## TASK DETAILS
Lay out the data below as a Markdown table with the columns Row and Line, numbering each row and skipping blank lines. Cover only the lines from the one containing "Please identify the blue sky" up to and including the one containing "<point>146,87</point>".

## DATA SUPPLIED
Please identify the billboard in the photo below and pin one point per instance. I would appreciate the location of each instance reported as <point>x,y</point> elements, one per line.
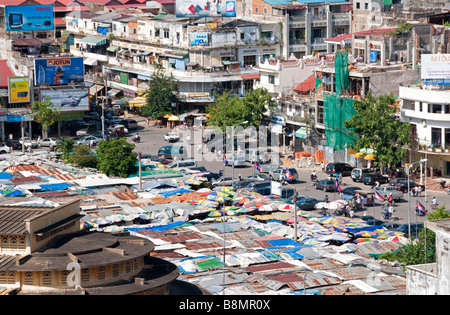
<point>67,99</point>
<point>200,39</point>
<point>18,90</point>
<point>29,18</point>
<point>435,66</point>
<point>205,8</point>
<point>58,71</point>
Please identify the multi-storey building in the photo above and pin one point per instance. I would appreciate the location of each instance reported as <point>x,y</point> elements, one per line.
<point>305,23</point>
<point>203,58</point>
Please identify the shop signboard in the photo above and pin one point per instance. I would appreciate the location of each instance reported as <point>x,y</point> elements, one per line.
<point>20,18</point>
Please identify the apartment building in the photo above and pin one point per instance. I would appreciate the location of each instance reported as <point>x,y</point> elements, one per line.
<point>306,23</point>
<point>203,57</point>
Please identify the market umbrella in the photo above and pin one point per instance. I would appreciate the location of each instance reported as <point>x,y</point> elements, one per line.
<point>173,118</point>
<point>337,204</point>
<point>286,207</point>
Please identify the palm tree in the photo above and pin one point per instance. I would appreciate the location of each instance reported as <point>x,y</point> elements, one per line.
<point>65,147</point>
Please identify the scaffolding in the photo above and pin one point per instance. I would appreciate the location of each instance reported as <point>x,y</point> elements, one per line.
<point>338,108</point>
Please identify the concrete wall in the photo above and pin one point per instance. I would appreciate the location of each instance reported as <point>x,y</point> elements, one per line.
<point>421,280</point>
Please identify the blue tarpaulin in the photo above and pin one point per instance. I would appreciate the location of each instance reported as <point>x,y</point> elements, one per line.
<point>5,176</point>
<point>174,192</point>
<point>54,187</point>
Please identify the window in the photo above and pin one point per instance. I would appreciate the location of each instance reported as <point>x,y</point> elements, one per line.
<point>436,136</point>
<point>271,79</point>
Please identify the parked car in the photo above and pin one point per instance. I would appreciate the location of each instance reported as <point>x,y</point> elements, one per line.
<point>280,175</point>
<point>171,137</point>
<point>258,177</point>
<point>339,168</point>
<point>242,184</point>
<point>4,149</point>
<point>371,178</point>
<point>351,190</point>
<point>403,186</point>
<point>415,229</point>
<point>396,181</point>
<point>358,173</point>
<point>173,152</point>
<point>28,142</point>
<point>184,163</point>
<point>223,181</point>
<point>87,140</point>
<point>130,124</point>
<point>48,142</point>
<point>237,161</point>
<point>115,127</point>
<point>89,129</point>
<point>326,185</point>
<point>387,190</point>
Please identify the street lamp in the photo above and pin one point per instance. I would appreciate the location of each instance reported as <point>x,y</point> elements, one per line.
<point>408,166</point>
<point>234,157</point>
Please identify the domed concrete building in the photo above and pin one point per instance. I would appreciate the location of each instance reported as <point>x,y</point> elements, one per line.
<point>43,251</point>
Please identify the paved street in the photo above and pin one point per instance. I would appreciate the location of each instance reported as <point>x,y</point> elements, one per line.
<point>152,139</point>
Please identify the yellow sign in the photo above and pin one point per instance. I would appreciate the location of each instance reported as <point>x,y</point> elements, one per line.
<point>18,90</point>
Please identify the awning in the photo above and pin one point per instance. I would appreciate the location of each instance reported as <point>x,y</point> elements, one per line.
<point>113,92</point>
<point>27,42</point>
<point>301,133</point>
<point>92,40</point>
<point>95,89</point>
<point>90,62</point>
<point>113,48</point>
<point>138,101</point>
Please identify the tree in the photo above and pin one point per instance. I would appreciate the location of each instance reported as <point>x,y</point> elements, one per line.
<point>229,110</point>
<point>82,156</point>
<point>375,126</point>
<point>159,96</point>
<point>45,114</point>
<point>116,157</point>
<point>424,250</point>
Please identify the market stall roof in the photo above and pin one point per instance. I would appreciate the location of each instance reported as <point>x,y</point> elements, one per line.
<point>93,40</point>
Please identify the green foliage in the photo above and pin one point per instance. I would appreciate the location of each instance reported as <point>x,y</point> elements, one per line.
<point>116,157</point>
<point>65,147</point>
<point>375,126</point>
<point>82,156</point>
<point>229,110</point>
<point>159,96</point>
<point>45,114</point>
<point>424,249</point>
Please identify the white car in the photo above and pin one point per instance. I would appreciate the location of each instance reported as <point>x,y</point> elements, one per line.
<point>223,181</point>
<point>258,177</point>
<point>28,142</point>
<point>87,140</point>
<point>48,142</point>
<point>171,137</point>
<point>4,149</point>
<point>115,127</point>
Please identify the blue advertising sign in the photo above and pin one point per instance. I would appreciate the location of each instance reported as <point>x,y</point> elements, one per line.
<point>205,8</point>
<point>29,18</point>
<point>199,39</point>
<point>58,71</point>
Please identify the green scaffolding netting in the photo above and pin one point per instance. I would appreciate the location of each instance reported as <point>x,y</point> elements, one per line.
<point>338,109</point>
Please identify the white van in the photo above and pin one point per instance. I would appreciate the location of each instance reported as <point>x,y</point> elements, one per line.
<point>185,163</point>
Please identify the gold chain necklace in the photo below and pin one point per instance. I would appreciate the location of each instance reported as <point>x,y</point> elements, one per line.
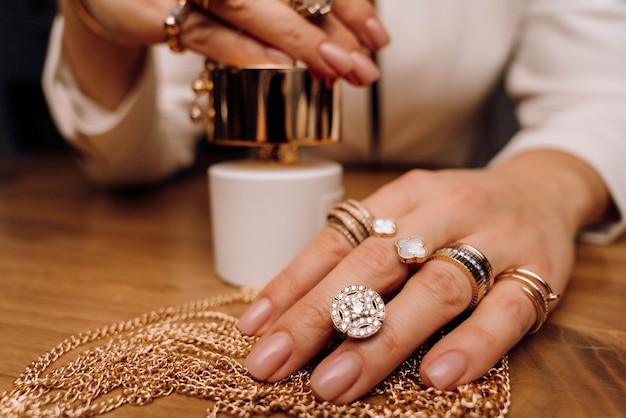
<point>195,351</point>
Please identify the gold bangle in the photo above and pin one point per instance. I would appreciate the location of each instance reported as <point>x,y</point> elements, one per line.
<point>79,8</point>
<point>172,25</point>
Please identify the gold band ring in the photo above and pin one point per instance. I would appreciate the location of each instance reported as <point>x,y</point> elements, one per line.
<point>356,223</point>
<point>473,264</point>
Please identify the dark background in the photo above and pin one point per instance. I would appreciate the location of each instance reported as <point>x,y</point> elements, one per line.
<point>25,124</point>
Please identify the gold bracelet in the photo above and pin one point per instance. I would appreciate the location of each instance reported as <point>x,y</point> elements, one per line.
<point>79,8</point>
<point>172,25</point>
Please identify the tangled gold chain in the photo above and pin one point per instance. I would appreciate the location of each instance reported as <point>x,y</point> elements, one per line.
<point>195,351</point>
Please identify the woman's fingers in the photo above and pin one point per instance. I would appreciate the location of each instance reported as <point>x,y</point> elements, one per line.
<point>447,207</point>
<point>478,343</point>
<point>328,48</point>
<point>221,43</point>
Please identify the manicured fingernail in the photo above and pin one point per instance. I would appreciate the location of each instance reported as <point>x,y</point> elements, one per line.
<point>337,57</point>
<point>278,57</point>
<point>255,316</point>
<point>268,355</point>
<point>377,33</point>
<point>331,380</point>
<point>364,69</point>
<point>444,372</point>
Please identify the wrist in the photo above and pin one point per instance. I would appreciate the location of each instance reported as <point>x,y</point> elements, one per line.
<point>567,183</point>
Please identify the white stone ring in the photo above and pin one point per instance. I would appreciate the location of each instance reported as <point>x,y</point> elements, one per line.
<point>311,8</point>
<point>412,250</point>
<point>357,312</point>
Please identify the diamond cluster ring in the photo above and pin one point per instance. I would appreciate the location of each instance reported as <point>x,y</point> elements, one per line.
<point>312,8</point>
<point>357,311</point>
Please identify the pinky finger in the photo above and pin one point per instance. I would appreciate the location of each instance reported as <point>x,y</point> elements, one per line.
<point>499,322</point>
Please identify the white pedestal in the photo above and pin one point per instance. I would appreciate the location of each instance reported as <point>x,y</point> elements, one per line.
<point>264,213</point>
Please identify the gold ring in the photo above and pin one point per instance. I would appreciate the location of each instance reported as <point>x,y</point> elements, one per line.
<point>356,223</point>
<point>473,264</point>
<point>312,8</point>
<point>537,290</point>
<point>357,311</point>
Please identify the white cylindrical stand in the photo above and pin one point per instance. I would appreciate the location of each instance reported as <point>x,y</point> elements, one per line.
<point>264,213</point>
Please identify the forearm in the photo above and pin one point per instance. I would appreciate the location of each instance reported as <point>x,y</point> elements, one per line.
<point>561,181</point>
<point>104,70</point>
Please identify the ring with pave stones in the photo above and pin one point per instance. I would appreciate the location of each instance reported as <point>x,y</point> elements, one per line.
<point>312,8</point>
<point>357,311</point>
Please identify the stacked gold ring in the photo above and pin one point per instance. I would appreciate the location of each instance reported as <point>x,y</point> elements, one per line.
<point>537,289</point>
<point>356,223</point>
<point>473,264</point>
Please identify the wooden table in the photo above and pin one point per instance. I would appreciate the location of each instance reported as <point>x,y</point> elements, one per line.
<point>75,258</point>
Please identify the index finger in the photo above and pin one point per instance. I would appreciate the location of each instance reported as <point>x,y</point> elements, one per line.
<point>328,46</point>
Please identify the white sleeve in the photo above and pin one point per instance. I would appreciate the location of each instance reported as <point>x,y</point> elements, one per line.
<point>148,137</point>
<point>569,78</point>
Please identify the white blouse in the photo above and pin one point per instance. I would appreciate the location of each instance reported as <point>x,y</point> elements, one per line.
<point>563,63</point>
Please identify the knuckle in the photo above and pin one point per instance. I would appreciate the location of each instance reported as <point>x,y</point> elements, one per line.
<point>449,285</point>
<point>374,259</point>
<point>314,316</point>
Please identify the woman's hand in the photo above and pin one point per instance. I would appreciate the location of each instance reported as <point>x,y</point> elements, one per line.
<point>248,32</point>
<point>522,214</point>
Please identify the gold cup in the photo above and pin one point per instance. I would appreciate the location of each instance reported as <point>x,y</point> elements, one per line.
<point>274,109</point>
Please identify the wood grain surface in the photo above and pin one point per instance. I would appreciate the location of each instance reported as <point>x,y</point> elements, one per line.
<point>74,257</point>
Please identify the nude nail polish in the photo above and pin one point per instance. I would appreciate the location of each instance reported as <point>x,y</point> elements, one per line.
<point>269,355</point>
<point>332,379</point>
<point>445,372</point>
<point>337,57</point>
<point>255,316</point>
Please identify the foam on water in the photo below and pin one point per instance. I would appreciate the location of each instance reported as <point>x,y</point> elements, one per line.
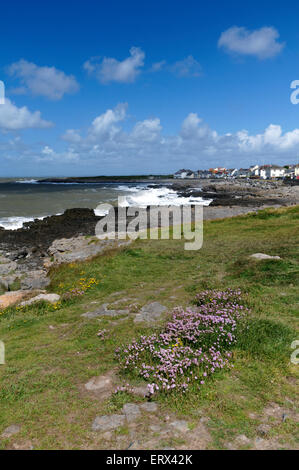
<point>14,223</point>
<point>161,197</point>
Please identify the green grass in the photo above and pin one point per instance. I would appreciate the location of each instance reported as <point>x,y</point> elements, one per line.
<point>41,382</point>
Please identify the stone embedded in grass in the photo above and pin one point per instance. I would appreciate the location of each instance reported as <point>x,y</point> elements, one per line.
<point>150,313</point>
<point>102,383</point>
<point>108,422</point>
<point>150,407</point>
<point>103,310</point>
<point>263,429</point>
<point>261,256</point>
<point>180,426</point>
<point>11,298</point>
<point>141,391</point>
<point>131,411</point>
<point>51,298</point>
<point>10,431</point>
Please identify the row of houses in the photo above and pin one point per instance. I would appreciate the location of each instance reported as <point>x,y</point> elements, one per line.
<point>255,171</point>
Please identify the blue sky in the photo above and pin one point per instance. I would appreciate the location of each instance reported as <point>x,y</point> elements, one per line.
<point>146,87</point>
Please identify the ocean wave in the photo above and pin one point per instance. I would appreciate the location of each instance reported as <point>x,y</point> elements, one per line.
<point>161,197</point>
<point>31,181</point>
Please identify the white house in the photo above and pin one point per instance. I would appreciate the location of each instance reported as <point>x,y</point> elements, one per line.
<point>255,170</point>
<point>272,171</point>
<point>184,174</point>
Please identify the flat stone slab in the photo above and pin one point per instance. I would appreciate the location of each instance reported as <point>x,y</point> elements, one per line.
<point>141,391</point>
<point>108,422</point>
<point>149,407</point>
<point>131,411</point>
<point>262,256</point>
<point>103,311</point>
<point>51,298</point>
<point>150,313</point>
<point>98,383</point>
<point>10,431</point>
<point>13,297</point>
<point>69,250</point>
<point>180,425</point>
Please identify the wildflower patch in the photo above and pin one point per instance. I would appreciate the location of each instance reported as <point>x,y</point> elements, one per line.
<point>195,343</point>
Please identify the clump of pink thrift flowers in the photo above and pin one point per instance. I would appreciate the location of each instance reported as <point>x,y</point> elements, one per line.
<point>195,343</point>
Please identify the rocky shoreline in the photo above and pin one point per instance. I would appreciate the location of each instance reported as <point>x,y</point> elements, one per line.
<point>27,254</point>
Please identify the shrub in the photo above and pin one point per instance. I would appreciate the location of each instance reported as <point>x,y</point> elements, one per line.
<point>195,343</point>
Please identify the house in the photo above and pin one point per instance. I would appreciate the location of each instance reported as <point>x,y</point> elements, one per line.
<point>272,171</point>
<point>184,174</point>
<point>289,171</point>
<point>204,174</point>
<point>255,170</point>
<point>243,173</point>
<point>232,172</point>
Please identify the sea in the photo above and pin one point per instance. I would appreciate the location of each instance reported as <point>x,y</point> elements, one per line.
<point>25,199</point>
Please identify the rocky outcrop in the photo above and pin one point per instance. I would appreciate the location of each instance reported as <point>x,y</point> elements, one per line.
<point>69,250</point>
<point>51,298</point>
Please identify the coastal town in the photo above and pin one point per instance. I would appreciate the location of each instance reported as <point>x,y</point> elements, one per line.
<point>263,172</point>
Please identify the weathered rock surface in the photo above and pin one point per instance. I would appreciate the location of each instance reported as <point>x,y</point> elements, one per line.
<point>108,422</point>
<point>131,411</point>
<point>180,426</point>
<point>102,385</point>
<point>68,250</point>
<point>103,310</point>
<point>149,407</point>
<point>35,280</point>
<point>51,298</point>
<point>7,266</point>
<point>11,298</point>
<point>10,431</point>
<point>150,313</point>
<point>261,256</point>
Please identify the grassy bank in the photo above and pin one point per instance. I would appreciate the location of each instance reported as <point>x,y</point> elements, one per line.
<point>51,352</point>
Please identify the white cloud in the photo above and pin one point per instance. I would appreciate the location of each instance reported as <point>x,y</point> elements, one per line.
<point>145,147</point>
<point>42,81</point>
<point>113,70</point>
<point>262,43</point>
<point>147,131</point>
<point>188,67</point>
<point>109,147</point>
<point>14,118</point>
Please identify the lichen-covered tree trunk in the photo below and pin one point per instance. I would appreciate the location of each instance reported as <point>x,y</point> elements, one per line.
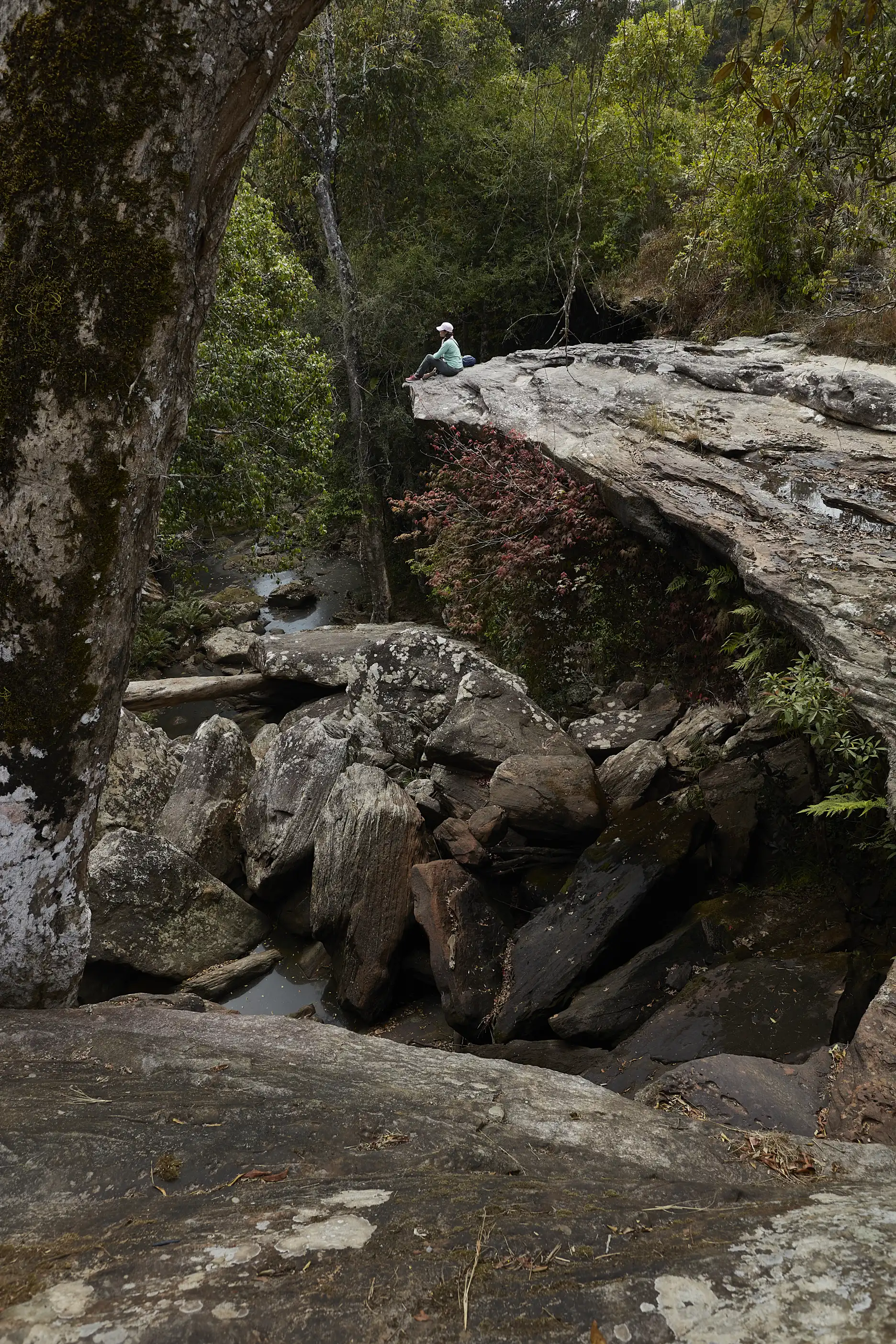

## SOLUTION
| Row | Line |
|---|---|
| 1 | Please identify the blue sky in the photo above and pin one point per instance. I would appreciate the location of each instance reported as <point>x,y</point> elements, one per line. |
| 2 | <point>146,87</point> |